----- Page extract -----

One cannot help but wonder how many (or ineed, how few) interviews were carried out to secure a comment such as the above. It is to the filmmakers’ credit that they do not overindulge the tired debate between “Western” mores and Islamic values; nor did I feel that they were wagging that same disapproving finger at the audience: Aha! Now I’ve caught you in your illiberal, horrified rejection of another culture. While the appearance of an aged man who announces that he is no longer able to watch the show because of Setara’s transgressive behaviour appears to be a gentle prod in that direction – “She should sing by Islamic rules,” he says – it gives an alternative reading of modernity. The concern with rules, order in society, application of justice are undeniably modern in outlook. The Herat people are not unlike us in that both their world and ours are shaped by the structures of reason, though these structures have given birth to wildly different realities. Setara, then, begins to resemble something more primitive, a goddess from some creation myth who dwells happily in chaos. Both sides cannot claim her fully: on one hand she represents the individual’s right to freedom, on the other she is a symbol appropriated by a society seeking to preserve and affirm it’s own traditional religious beliefs. Ultimately though, she may represent the regenerative potential inherent in the creative impulse, a thesis that is consistent with many of the film’s other aspects.

-----

Problem to work on
In the film review excerpt above, what reason does the aged man give for no longer being able to watch the show?

----- Information supplied -----

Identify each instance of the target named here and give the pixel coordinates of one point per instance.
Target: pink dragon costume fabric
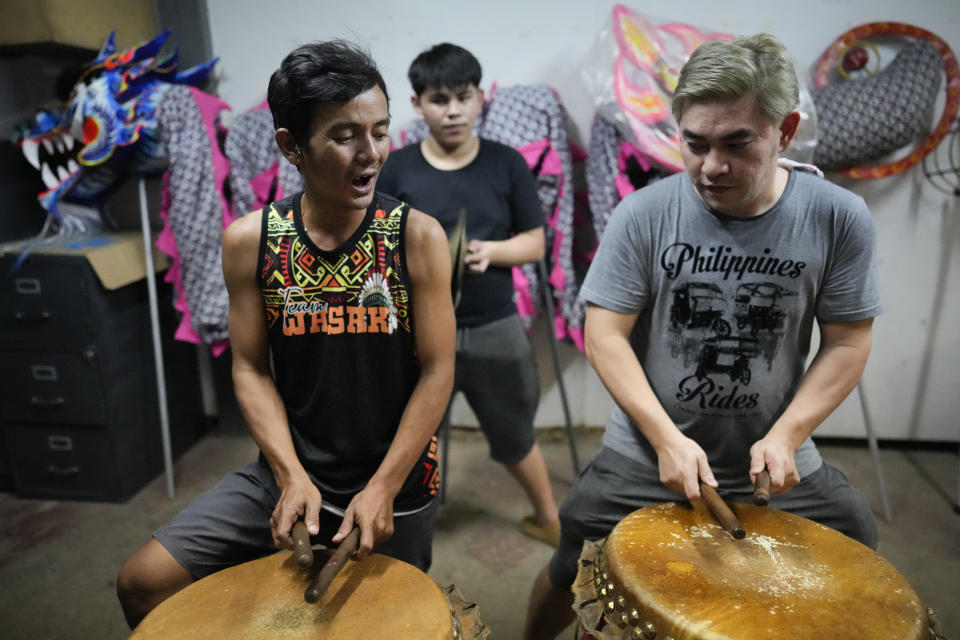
(634, 138)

-----

Reply to the exercise
Setara's transgressive behavior.